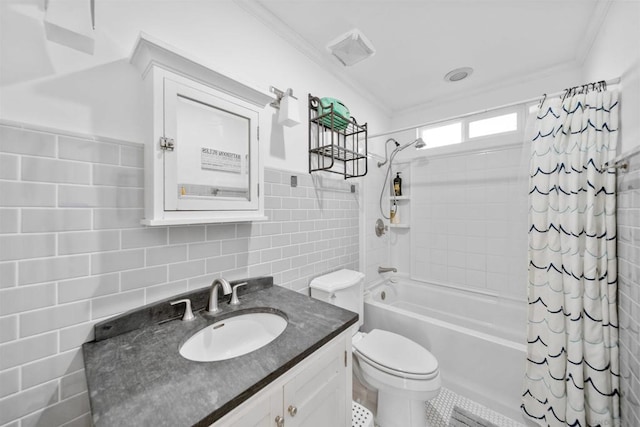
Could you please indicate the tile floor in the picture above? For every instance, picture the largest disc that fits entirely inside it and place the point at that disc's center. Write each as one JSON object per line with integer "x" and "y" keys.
{"x": 439, "y": 409}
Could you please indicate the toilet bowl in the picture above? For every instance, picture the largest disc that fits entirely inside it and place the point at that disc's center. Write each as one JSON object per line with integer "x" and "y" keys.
{"x": 404, "y": 373}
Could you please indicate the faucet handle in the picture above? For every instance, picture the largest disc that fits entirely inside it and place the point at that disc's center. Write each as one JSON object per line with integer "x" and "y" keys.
{"x": 188, "y": 314}
{"x": 234, "y": 293}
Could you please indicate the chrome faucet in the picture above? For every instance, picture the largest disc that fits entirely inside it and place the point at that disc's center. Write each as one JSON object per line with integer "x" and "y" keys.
{"x": 213, "y": 295}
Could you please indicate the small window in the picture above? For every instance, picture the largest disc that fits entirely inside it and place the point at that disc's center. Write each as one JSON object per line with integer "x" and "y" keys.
{"x": 493, "y": 125}
{"x": 442, "y": 135}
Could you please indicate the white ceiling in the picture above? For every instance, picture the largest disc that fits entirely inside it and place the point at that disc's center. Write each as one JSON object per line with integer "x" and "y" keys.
{"x": 418, "y": 41}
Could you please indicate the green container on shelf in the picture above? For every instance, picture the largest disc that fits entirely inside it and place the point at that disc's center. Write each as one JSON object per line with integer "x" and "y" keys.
{"x": 341, "y": 114}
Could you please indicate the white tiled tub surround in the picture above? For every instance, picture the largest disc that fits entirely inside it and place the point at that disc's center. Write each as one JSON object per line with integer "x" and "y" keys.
{"x": 72, "y": 252}
{"x": 629, "y": 291}
{"x": 469, "y": 231}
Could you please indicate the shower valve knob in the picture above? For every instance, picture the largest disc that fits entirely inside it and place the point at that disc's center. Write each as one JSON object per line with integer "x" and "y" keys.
{"x": 292, "y": 410}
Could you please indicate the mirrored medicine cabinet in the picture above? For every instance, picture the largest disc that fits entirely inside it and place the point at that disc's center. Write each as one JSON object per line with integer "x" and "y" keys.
{"x": 202, "y": 158}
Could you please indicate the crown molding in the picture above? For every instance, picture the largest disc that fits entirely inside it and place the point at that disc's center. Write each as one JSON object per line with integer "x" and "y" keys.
{"x": 594, "y": 25}
{"x": 492, "y": 87}
{"x": 280, "y": 28}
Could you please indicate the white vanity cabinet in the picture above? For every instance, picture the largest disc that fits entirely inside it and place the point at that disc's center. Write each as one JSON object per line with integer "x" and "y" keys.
{"x": 315, "y": 393}
{"x": 202, "y": 155}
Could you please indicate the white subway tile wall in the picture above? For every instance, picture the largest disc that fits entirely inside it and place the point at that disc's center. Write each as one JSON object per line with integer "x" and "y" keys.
{"x": 469, "y": 221}
{"x": 73, "y": 252}
{"x": 628, "y": 200}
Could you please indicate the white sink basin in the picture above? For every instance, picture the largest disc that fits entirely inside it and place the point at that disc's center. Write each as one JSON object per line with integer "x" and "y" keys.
{"x": 233, "y": 337}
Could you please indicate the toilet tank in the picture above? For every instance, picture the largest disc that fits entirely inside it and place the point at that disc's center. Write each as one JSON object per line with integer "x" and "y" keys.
{"x": 343, "y": 288}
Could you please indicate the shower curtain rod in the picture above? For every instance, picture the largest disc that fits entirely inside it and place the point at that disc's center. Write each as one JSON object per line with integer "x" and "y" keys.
{"x": 610, "y": 82}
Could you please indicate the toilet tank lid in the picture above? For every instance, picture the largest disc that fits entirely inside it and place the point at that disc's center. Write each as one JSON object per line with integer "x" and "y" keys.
{"x": 337, "y": 280}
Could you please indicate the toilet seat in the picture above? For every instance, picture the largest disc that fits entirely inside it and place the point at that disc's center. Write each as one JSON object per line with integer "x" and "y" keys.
{"x": 396, "y": 355}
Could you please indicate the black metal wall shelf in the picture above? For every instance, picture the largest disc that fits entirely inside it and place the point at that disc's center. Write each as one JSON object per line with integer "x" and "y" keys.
{"x": 336, "y": 144}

■ **Prompt**: Copy out all of the lines above again, substituting "mark" for every "indicate" and keeping everything else unchanged. Leave out the pictures.

■ **Exercise output**:
Could you please mark the tile floor in the picture above? For every instance, picture the largest disc that fits entirely inside it and place the point at that disc's center. Write each as one JSON object per line with integer "x" and "y" keys.
{"x": 439, "y": 409}
Could you please mark the toilet bowl in the picture above? For every instance, picture the largest disc that fits entirely inside it and place the point at that disc's center. Write each as one JSON object per line with integer "x" and "y" keys.
{"x": 404, "y": 373}
Could you please mark the faucet handle in the picture above? For every instance, picture the largest disc that fits entirely inside it and place the point at that disc's center. Write each as one JSON object per line with integer "x" and "y" keys.
{"x": 188, "y": 314}
{"x": 234, "y": 293}
Could you please mark the chrome faucet in the picture above? For every instance, picture the largest disc that fits entirely inside it and place the point at that disc's center. Write each as one JSON object per line with integer "x" and "y" keys.
{"x": 213, "y": 295}
Could you please mark the small window in the picture above? For every instance, picture the largest disc that fits entirely inside it and place the point at that disc's center. Write each as one JSON object per line with integer "x" and "y" keys.
{"x": 493, "y": 125}
{"x": 442, "y": 135}
Could you please mark the white ceiling in the picture above? For every instance, picture the largest disc that fits entirely inside it and place the point at that disc's center. Write each as one JSON object per line with integer "x" and "y" keys.
{"x": 418, "y": 41}
Could you please mark the green container on shelf in the picture above? For every instance, picture the largest disc that fits entirely inside it and place the point at that disc's center. Write each as one JSON object per line with integer "x" and "y" keys.
{"x": 341, "y": 114}
Could you please mark the white tiled tub surround in the picture above? For every instance, picture the largest disc that fits entirely inside it and place the point at that disc's center. Write each as one JSON object per line with integer "x" and "y" keys.
{"x": 72, "y": 252}
{"x": 629, "y": 291}
{"x": 469, "y": 231}
Could you please mark the shower valve knob in the picture above? For every instance, picture the largest disc that fits entirely inside it and place the point at that disc's center. Write each as one JSON object per line with integer "x" and "y" keys.
{"x": 292, "y": 410}
Could you please mark the mirrored medicine cabinet in the picture above? For every instance, picture the largest disc that fits entirely inside it and place the point at that disc's center. Write each as one JSON object per line with integer "x" and "y" keys.
{"x": 202, "y": 158}
Could you please mark the crown molding in the picture above? For every instance, picture the largest disc that fits entirely inside it and place the point at that disc's center. Write each as one JSON object per line with integer "x" and "y" keys.
{"x": 594, "y": 25}
{"x": 492, "y": 87}
{"x": 280, "y": 28}
Could you please mark the white vanity cabinet in the picture above? For every instance, picture the largest disc that fits entirely inside it and place the point at that disc's center. Write each as one JSON object per line with integer "x" and "y" keys.
{"x": 315, "y": 393}
{"x": 202, "y": 155}
Could you please mark the white subway tile wall in the picture above? For every instance, picture the largest disc that fits entirely inside it and place the point at that disc's center. Write each as one JSON object per line with integer "x" and "y" keys.
{"x": 469, "y": 221}
{"x": 73, "y": 252}
{"x": 628, "y": 200}
Could you please mark the white sink basin in the picture above? For every instance, picture the largest disc that fits entirely inside it and place the point at that disc's center. Write each as one JSON object per line with integer "x" and "y" keys.
{"x": 233, "y": 337}
Could you please mark the toilet tank in the picture above? For every instance, picture the largest disc that fits entirely inside it and place the point at that disc's center. Write each as one JSON object per line with integer "x" and "y" keys.
{"x": 343, "y": 288}
Could you please mark the shower curtain rod in the picture above? For every instance, picture the largest disc that fits entirely inside it and place the point at that disc's center. Write each as one JSON object per line with integer "x" and "y" keys.
{"x": 610, "y": 82}
Could you please mark the toilet tank lid in the picture above? For every instance, picture the largest disc that fits entirely inside it and place the point at that disc's center. Write each as one JSON object per line with integer "x" and "y" keys.
{"x": 337, "y": 280}
Could you please mark the toilet seat in the picture above? For every instance, picture the largest disc that fits entirely inside it and place the point at that disc's center. Write each as one JSON object per line with integer "x" and "y" keys.
{"x": 396, "y": 355}
Could you please mark the black metal wall shelf in the picture above? For every instance, picture the largest disc that fits entirely inside it and place the point at that disc's center. Write each as one JSON object per line with integer "x" and "y" keys.
{"x": 336, "y": 144}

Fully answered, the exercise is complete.